** Opening Information provided block **

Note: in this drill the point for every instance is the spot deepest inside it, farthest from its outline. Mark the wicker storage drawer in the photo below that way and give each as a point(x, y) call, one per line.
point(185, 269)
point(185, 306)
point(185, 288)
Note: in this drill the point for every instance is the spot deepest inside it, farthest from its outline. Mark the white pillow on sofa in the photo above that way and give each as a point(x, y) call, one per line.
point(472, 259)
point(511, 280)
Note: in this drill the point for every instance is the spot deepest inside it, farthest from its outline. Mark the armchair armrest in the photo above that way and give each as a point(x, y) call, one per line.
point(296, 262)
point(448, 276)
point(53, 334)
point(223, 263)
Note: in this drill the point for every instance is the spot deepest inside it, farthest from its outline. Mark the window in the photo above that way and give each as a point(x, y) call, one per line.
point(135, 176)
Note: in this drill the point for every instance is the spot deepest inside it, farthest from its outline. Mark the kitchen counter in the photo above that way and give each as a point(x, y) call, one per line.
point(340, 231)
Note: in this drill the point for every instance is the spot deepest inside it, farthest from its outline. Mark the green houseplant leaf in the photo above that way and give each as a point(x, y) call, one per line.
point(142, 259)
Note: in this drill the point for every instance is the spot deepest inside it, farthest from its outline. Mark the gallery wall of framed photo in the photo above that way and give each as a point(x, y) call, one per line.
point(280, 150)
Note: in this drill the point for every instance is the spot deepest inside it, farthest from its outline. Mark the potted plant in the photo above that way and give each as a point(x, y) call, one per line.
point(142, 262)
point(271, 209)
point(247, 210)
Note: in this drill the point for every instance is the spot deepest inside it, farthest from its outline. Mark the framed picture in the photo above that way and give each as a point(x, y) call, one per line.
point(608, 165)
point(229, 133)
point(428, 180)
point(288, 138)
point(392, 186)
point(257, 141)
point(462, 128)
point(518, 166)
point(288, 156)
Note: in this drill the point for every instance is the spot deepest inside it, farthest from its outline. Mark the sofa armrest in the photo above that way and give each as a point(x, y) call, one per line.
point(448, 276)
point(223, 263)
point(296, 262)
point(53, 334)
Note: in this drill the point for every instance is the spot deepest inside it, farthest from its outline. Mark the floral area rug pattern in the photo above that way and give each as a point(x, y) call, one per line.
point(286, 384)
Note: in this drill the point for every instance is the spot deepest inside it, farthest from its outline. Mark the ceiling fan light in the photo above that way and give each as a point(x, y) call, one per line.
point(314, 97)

** Closing Information provided block **

▶ [Try it]: All lines from the one that contains "Mark the ceiling" to the last line above must be given again exactly, with both included and nothing added.

▶ [Expected output]:
Note: in this drill the point for every instance is the spot deepest inside it, farthest from its outline. Mark the ceiling fan light in the photo above that way and give each as a point(x, y) call, one per line.
point(314, 97)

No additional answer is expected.